### Exercise 1
For each statement about the passage on background erasing, answer yes or no and quote the exact words of the passage that decide it: (a) The flicker comes from erasing the background and then painting the image. (b) With double buffering, clearing the bitmap is visible on screen. (c) The image in the example is larger than the window.
### Exercise 2
In the passage on background erasing, what is painting on a bitmap instead of the screen commonly called?
### Exercise 3
From the passage on background erasing, quote the part that opens with the words containing "Imagine you have" and closes with "new window center.".

### Provided passage
---+---
This makes me wonder why have erase background at all? If the appearance will be refreshed anyway why is it the default behavior to erase it first?
The answer to that is very simple. Let's use an example to make it obvious.
Imagine you have a window with an image (smaller than the window) you want to keep centered in the window. The crucial fact in that statement is "centered in the window", this means that every time the window is resized, the image has to move to be at the new center.
Now imagine that when the window size is changed, the background isn't erased. What will happen is that part of image where the previous center used to be will remain there (because the background isn't erased) and part of it will be overpainted with the same image in the new window center.
To avoid having part of the image left in the window when it is resized, the background is erased. For an instant, the window has nothing in it (just the background color, whatever it may be) then, after the erase, the image is painted in the new center. That two-step process, erase which leaves the background clear, followed by the painting of the image is the source of the flicker. IOW, there would be no flicker if the background had not been erased but then, if the background is not erased and no "special measures" are taken then left overs of the previous image will be visible (which is undesirable.)
What can the special measures be ?... if you paint on a bitmap instead of the screen then you can lie to Windows (or whatever window manager you're using) and tell it that the background has been erased even though it hasn't. The reason that will work is because, on the bitmap you're using as a window replacement, you'll first clear the bitmap then paint on it but, since the bitmap isn't visible until you paint it on the window, the clearing of the bitmap is not visible. This process is what is commonly called "double buffering".
---+---
### Record set
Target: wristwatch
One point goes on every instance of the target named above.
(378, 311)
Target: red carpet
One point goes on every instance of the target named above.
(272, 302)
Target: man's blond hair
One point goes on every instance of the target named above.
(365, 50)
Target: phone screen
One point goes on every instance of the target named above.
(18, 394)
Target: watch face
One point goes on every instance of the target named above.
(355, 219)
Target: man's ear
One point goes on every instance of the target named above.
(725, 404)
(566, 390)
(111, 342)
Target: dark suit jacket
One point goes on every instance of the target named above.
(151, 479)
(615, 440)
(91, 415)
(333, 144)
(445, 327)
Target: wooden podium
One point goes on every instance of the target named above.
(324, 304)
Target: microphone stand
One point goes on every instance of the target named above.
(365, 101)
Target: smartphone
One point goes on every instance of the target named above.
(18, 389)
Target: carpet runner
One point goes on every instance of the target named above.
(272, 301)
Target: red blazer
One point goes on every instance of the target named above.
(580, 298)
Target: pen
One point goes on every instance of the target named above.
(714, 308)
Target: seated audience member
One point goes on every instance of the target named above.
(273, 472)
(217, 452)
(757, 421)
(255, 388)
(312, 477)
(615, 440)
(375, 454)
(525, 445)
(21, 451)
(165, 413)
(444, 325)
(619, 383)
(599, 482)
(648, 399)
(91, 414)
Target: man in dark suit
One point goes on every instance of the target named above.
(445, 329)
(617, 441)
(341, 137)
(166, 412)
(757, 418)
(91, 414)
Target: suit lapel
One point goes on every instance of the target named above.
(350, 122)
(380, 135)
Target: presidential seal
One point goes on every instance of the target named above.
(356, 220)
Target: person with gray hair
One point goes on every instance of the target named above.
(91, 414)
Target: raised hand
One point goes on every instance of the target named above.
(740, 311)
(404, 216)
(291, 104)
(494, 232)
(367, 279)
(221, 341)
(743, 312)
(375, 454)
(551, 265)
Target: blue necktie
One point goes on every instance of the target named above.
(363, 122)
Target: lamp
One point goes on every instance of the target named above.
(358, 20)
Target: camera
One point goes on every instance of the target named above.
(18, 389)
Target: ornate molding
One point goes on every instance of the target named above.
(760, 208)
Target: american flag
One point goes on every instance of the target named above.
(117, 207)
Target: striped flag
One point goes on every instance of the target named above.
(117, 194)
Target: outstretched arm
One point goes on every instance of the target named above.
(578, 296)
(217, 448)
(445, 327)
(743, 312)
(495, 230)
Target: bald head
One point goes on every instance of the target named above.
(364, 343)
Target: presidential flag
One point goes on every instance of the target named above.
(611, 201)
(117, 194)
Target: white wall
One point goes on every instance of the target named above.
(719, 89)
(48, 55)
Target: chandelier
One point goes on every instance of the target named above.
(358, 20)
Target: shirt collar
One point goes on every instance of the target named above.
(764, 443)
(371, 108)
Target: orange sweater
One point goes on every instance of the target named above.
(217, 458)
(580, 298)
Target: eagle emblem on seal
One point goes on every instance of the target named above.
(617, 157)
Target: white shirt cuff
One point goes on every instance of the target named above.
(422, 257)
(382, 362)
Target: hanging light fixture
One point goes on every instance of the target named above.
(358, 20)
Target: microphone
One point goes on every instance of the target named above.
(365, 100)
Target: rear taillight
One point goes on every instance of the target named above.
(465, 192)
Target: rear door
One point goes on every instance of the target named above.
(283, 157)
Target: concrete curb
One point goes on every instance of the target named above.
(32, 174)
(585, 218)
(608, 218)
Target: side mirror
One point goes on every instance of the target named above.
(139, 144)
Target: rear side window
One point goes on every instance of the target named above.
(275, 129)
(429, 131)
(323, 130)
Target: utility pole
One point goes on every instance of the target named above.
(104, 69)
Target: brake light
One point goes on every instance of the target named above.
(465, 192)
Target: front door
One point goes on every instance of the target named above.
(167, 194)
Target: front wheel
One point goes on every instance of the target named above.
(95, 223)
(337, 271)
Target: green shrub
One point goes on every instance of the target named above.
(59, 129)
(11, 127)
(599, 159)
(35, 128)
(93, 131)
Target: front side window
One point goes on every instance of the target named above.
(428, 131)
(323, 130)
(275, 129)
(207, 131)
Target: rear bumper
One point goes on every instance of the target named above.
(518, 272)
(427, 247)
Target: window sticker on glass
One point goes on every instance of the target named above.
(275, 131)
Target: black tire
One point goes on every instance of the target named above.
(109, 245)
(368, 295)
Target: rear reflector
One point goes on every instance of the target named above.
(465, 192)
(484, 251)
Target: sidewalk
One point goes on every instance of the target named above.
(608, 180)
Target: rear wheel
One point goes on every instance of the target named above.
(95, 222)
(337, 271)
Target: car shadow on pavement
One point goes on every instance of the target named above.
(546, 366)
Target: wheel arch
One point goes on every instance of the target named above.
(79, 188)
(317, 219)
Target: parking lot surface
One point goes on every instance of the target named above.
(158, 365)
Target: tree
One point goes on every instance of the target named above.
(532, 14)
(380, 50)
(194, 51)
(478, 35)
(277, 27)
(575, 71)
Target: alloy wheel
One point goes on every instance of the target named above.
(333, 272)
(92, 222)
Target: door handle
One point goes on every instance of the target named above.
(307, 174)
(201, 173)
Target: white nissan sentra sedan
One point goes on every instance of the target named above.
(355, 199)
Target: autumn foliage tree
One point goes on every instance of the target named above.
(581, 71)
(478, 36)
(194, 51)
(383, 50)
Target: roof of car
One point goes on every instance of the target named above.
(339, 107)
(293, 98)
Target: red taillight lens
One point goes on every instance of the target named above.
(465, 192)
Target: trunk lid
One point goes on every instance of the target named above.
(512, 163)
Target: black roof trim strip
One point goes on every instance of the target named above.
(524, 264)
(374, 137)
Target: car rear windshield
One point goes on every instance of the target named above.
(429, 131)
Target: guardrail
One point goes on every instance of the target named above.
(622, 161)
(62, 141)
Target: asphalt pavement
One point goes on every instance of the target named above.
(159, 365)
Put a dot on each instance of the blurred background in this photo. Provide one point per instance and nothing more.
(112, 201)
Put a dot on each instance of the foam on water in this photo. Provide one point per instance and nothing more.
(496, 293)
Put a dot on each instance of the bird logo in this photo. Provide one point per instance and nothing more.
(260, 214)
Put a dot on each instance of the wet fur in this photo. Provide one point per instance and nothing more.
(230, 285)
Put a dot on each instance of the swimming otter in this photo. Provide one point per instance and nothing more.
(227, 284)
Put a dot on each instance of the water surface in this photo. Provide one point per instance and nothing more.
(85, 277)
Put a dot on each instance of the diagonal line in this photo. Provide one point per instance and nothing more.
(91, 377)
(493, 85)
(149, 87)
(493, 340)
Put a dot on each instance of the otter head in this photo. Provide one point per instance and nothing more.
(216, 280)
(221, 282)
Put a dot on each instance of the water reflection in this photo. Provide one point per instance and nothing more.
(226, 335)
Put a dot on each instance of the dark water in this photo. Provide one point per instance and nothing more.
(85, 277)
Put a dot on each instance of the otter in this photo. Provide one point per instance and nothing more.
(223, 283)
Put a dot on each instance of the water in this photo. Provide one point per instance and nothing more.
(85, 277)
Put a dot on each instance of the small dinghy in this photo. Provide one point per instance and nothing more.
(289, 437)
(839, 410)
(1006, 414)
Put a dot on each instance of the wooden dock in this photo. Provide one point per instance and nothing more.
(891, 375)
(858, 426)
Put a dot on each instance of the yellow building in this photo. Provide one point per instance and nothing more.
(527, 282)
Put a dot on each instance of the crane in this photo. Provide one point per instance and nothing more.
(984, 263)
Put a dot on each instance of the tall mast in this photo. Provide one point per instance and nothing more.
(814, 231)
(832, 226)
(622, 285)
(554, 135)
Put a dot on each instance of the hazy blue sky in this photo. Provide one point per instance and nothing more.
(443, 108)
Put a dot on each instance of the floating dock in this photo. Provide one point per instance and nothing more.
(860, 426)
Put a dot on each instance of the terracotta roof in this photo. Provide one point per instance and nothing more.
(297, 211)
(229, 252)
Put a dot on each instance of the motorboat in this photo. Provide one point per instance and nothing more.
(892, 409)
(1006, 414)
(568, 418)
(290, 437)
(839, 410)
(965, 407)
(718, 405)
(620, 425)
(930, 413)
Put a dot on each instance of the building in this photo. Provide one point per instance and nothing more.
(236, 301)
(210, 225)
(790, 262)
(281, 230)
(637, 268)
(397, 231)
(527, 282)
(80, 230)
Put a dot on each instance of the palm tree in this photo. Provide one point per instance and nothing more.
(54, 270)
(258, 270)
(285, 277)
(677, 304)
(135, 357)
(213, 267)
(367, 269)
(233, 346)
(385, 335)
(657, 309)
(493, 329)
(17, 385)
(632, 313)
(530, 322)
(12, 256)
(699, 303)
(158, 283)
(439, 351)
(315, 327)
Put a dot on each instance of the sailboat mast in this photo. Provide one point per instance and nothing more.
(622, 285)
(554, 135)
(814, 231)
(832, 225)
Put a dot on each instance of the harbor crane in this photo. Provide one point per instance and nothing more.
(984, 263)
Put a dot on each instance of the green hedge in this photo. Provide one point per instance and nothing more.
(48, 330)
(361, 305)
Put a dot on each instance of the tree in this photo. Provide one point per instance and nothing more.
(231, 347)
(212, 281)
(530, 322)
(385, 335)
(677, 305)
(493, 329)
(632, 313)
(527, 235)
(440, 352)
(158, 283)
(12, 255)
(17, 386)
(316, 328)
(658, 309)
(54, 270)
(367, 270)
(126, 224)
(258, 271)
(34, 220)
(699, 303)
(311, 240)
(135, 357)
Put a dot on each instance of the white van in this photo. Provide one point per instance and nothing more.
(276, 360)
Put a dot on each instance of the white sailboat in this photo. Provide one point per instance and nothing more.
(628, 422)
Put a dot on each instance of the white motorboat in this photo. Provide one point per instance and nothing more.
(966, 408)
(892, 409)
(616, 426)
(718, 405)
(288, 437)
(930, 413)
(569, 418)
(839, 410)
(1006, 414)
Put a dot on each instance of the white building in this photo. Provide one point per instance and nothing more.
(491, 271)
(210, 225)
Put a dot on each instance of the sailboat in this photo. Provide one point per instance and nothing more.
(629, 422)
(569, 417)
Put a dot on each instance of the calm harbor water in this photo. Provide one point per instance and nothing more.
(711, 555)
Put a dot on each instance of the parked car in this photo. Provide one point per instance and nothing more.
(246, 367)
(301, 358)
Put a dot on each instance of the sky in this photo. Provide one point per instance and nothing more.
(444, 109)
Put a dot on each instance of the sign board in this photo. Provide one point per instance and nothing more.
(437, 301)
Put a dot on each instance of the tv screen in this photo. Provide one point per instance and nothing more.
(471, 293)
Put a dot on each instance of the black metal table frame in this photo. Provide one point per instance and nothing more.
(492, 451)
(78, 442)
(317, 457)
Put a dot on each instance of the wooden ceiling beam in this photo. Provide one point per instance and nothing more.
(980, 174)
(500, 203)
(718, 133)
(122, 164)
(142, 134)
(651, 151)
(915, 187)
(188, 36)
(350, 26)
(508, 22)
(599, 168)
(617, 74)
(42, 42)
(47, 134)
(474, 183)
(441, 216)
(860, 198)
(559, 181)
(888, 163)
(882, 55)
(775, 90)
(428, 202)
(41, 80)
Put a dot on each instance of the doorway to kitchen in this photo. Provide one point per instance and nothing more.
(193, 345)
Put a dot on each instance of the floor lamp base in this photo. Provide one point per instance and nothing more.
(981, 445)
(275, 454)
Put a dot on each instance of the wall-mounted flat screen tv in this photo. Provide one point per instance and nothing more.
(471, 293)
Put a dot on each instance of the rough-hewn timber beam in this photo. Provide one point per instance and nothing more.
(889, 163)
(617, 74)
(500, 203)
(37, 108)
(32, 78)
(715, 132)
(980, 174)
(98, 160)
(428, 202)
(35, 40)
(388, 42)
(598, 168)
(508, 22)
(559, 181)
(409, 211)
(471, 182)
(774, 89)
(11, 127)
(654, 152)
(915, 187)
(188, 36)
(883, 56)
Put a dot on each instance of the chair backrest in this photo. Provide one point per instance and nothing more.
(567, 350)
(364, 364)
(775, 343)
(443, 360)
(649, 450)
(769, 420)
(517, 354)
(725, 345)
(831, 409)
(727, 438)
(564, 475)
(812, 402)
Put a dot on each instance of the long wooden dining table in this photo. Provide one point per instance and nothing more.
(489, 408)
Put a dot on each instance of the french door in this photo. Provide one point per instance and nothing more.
---+---
### Task output 1
(a) Yes: "That two-step process, erase which leaves the background clear, followed by the painting of the image is the source of the flicker."
(b) No: "since the bitmap isn't visible until you paint it on the window, the clearing of the bitmap is not visible."
(c) No: "an image (smaller than the window)"

### Task output 2
Double buffering.

### Task output 3
Imagine you have a window with an image (smaller than the window) you want to keep centered in the window. The crucial fact in that statement is "centered in the window", this means that every time the window is resized, the image has to move to be at the new center.
Now imagine that when the window size is changed, the background isn't erased. What will happen is that part of image where the previous center used to be will remain there (because the background isn't erased) and part of it will be overpainted with the same image in the new window center.